Page text:
◇ ◇ ◇ ◇

Freight fees expected to climb further

4 Mins read

By Arjay L. Balinbin, Senior Reporter

SHIPPING COMPANIES in the Philippines are likely to raise freight fees even more to cushion the impact of rising fuel costs on their operations, analysts said.

“There is a limit to cutting cost. The lines will have no choice but to pass on the cost to the cargo owners,” Philippine Liner Shipping Association (PLSA) President Mark Matthew F. Parco told BusinessWorld in a phone message on May 19.

Asked if freight fees are projected to increase further, he responded, “Yes, not only fuel but everything else is rising such as forex, parts, wages, etc.”

“Certainly, there will be another round. Maybe similar quantum,” he added, noting that shipping lines “face the same problems.”

Freight fees have already gone up by an average of 25% this year, reflecting the impact of the spike in oil prices.

As of May 17, year-to-date adjustments are at a net increase of P21.60/liter for gasoline, P31.40/liter for diesel and P27.65/liter for kerosene.

◇ ◇ ◇ ◇

Material provided:
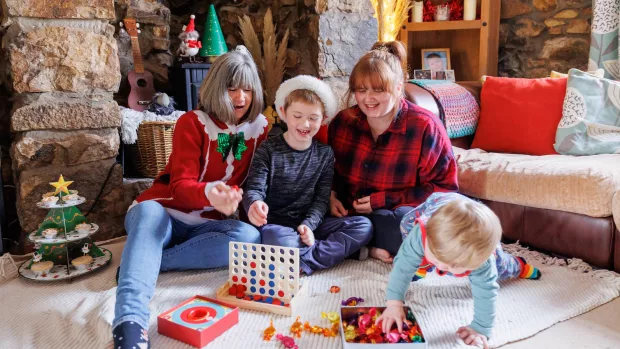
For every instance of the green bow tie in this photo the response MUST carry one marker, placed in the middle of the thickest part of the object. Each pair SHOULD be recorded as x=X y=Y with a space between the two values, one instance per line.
x=228 y=141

◇ ◇ ◇ ◇

What you need to do: Write the next part of the article on rising Philippine freight fees, picking up after its last sentence.

Written response:
Rizal Commercial Banking Corp. Chief Economist Michael L. Ricafort said higher costs are widely expected to be passed on to passengers and cargo customers.

“(The) ability to pass on higher costs would be a function of competition or even potential demand destruction or lower demand due to higher shipping prices/fees that lead to lower demand,” he said in an e-mailed reply to questions.

Cost-cutting measures would be the firms’ “second layer of defense,” Mr. Ricafort said, adding that they may need to adopt better technologies to increase operational efficiency and prevent operating losses.

“Higher costs, largely due to higher oil/energy/fuel prices, which comprise a large chunk of the cost structure of shipping companies would lead to either higher prices (but could be mitigated/limited by competition) and/or cost-cutting measures to make up for the narrower profit margins,” he said.

The International Monetary Fund has said the rise in global shipping costs would likely cause quicker inflation in import-dependent economies until the end of the year.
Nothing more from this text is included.